講演会のご報告をありがとうございました。
所用で伺えなかったことを大変残念に思っておりましたので
とても興味深く拝読いたしました。

空港での日本の青年の無知と無感動には
私も大いに危機感を抱きます。
そして忘れかけていたことを思いだしました。

実は以前に伺った中村さんの講演のときに、
ゲストでお越しになっていたベトナムの青年のことです。
詳しくは忘れましたが、戸惑いながら正直に率直に
対応してくださったこの好青年の、
ベトナム戦争への思いが私たち老人の感覚とかなり違っていて、
こりゃ~、いかん、と思ったことがございました。

おそらく、若い彼らにとって、第二次世界大戦とかベトナム戦争は
私たちの世代にとっての日清・日露戦争に当たるくらい
昔のことらしい。

これはその青年に限らず、日本の若者も、そして対象を変えれば
私自身も同じです。人の子が死んでも、自分の子の手が
折れたくらいにしか感じない。

データ抜粋:
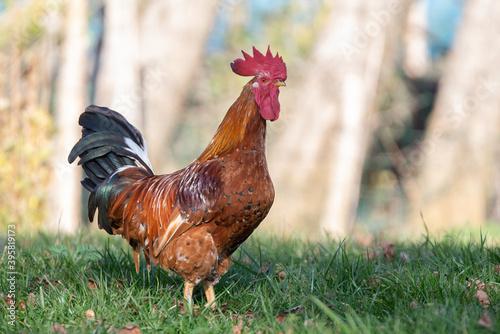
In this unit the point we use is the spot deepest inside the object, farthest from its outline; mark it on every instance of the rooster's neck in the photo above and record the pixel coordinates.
(242, 128)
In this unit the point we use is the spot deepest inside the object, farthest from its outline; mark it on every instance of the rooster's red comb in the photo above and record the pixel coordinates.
(275, 67)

取り組む作業:
1. 講演会報告への返信の文章には、どの戦争の名前が出てきますか。すべて挙げてください。
2. 講演会報告への返信の文章を、最後の文の後から書き継いでください。

回答一覧:
1. 第二次世界大戦、ベトナム戦争、日清戦争、日露戦争

2.
高校生を相手に、世界史の授業でクリミア戦争の写真を見せていたときのこと。
生徒が大声で言いました。

「先生、救急車!!」
「はっ???」と私。
「電話、電話!」とその生徒。
「携帯持ってないの?」と言いかけて、その生徒は流石に黙りました。

世代間のギャップや実体験に裏打ちされない事象への感覚の希薄さ、
共感性のなさ、などなど。避けられないことなのでしょうか。
自分がその目に合わないと理解できないのは人間の宿命でしょうか。
忘れることも必要、という慰めがある半面、
この都合のいいエゴイズムは、時にひどく残酷です。